Aim of the exercise — Rewrite these records with "rides on" replaced by "marks" wherever it occurs, leaving everything else unchanged.

Supplied material —
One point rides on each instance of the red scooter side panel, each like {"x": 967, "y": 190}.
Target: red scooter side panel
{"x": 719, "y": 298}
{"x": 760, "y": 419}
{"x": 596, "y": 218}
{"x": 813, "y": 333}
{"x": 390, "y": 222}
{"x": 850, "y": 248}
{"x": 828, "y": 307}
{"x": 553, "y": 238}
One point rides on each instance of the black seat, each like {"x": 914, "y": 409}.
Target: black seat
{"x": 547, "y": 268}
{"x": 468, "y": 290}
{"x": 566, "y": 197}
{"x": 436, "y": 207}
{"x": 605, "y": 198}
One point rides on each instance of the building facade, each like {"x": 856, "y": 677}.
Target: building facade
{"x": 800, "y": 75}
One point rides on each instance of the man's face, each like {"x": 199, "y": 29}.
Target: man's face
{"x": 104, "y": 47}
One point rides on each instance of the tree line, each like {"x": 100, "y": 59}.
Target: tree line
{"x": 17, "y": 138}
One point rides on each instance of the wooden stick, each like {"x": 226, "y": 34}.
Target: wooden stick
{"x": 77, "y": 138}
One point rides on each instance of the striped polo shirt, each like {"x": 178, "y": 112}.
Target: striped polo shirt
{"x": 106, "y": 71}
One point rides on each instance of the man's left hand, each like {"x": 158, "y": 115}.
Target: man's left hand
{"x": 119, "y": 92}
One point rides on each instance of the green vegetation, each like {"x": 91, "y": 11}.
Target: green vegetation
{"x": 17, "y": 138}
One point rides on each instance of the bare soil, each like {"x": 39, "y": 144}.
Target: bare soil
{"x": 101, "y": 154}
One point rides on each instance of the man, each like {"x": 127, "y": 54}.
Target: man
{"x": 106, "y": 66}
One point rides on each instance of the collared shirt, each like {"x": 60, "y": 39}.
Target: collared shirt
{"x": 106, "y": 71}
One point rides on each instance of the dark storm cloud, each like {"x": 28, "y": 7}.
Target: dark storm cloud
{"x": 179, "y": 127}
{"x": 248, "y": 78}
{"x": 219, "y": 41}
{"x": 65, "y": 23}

Expected answer —
One point marks each instance of the red scooter side panel, each like {"x": 967, "y": 190}.
Target: red scooter side panel
{"x": 719, "y": 298}
{"x": 760, "y": 419}
{"x": 596, "y": 218}
{"x": 813, "y": 333}
{"x": 390, "y": 222}
{"x": 850, "y": 248}
{"x": 828, "y": 307}
{"x": 553, "y": 238}
One point marks each instance of the black seat, each like {"x": 914, "y": 409}.
Target: black seat
{"x": 547, "y": 268}
{"x": 468, "y": 290}
{"x": 566, "y": 197}
{"x": 436, "y": 207}
{"x": 605, "y": 198}
One point marks each instance of the building facade, each like {"x": 856, "y": 677}.
Target: building facade
{"x": 800, "y": 75}
One point marks each instance of the man's face, each like {"x": 199, "y": 29}.
Target: man's face
{"x": 104, "y": 47}
One point marks each instance of the tree line, each like {"x": 100, "y": 59}.
Target: tree line
{"x": 17, "y": 138}
One point marks each instance of the wooden stick, each like {"x": 226, "y": 34}.
Target: wooden stick
{"x": 77, "y": 138}
One point marks each instance of the striped polo shirt, each like {"x": 178, "y": 112}.
Target: striped polo shirt
{"x": 106, "y": 71}
One point marks each instance of the man's left hand, each like {"x": 158, "y": 115}.
Target: man's left hand
{"x": 119, "y": 92}
One point marks each instance of the green vegetation, each like {"x": 91, "y": 11}.
Target: green vegetation
{"x": 17, "y": 138}
One point marks each instance of the bare soil, each like {"x": 39, "y": 144}.
Target: bare soil
{"x": 101, "y": 154}
One point marks each instance of the man, each like {"x": 127, "y": 54}.
Target: man
{"x": 106, "y": 66}
One point marks each instance of the collared shirt, each like {"x": 60, "y": 39}.
Target: collared shirt
{"x": 106, "y": 71}
One point marks each instance of the dark storm cloud, each like {"x": 28, "y": 7}.
Target: dark storm cloud
{"x": 179, "y": 127}
{"x": 248, "y": 78}
{"x": 219, "y": 41}
{"x": 65, "y": 23}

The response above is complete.